DIRECTION: Rewrite as a JSON list of strings, one per line and leaving out blank lines, only the part of the lines below that opens with the line containing "Can you find the person's" and runs through the end of the lines.

EXCERPTED DATA:

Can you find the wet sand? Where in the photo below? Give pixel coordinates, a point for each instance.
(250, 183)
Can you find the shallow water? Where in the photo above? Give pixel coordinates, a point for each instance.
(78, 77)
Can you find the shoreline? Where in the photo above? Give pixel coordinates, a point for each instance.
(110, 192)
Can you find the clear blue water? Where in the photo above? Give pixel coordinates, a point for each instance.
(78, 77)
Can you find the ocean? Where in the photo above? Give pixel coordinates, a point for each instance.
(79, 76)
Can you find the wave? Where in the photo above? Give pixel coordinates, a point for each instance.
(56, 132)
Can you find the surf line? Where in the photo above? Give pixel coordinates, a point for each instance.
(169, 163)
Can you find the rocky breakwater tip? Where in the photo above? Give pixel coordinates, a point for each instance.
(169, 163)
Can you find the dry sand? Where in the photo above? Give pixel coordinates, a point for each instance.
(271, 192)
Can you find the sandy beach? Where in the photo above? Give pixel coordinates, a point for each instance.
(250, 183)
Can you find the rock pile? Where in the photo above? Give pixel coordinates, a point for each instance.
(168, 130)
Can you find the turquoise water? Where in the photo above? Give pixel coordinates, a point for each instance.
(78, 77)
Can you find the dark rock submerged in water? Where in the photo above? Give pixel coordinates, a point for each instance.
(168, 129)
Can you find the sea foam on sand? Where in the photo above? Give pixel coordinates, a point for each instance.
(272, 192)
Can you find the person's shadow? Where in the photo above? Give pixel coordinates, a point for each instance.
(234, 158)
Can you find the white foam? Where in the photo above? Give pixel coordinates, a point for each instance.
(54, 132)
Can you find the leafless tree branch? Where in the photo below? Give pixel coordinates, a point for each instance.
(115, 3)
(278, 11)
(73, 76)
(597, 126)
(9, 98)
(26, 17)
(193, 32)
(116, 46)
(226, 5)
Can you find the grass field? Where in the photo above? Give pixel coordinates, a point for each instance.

EXPECTED ANSWER:
[
  "Can you find the person's shadow? Where in the photo above? Give pixel coordinates, a point for each instance.",
  "(234, 158)",
  "Can you find the white foam? Where in the photo above? Give pixel coordinates, a point for each instance.",
  "(54, 132)",
  "Can you find the leafless tree branch? Where in the photo below? Give pixel coordinates, a point for each instance.",
  "(115, 3)",
  "(278, 11)",
  "(73, 76)",
  "(597, 126)",
  "(9, 98)",
  "(26, 17)",
  "(193, 32)",
  "(116, 46)",
  "(226, 5)",
  "Can you find the grass field? Where in the photo above? Give pixel coordinates, a point for each instance."
]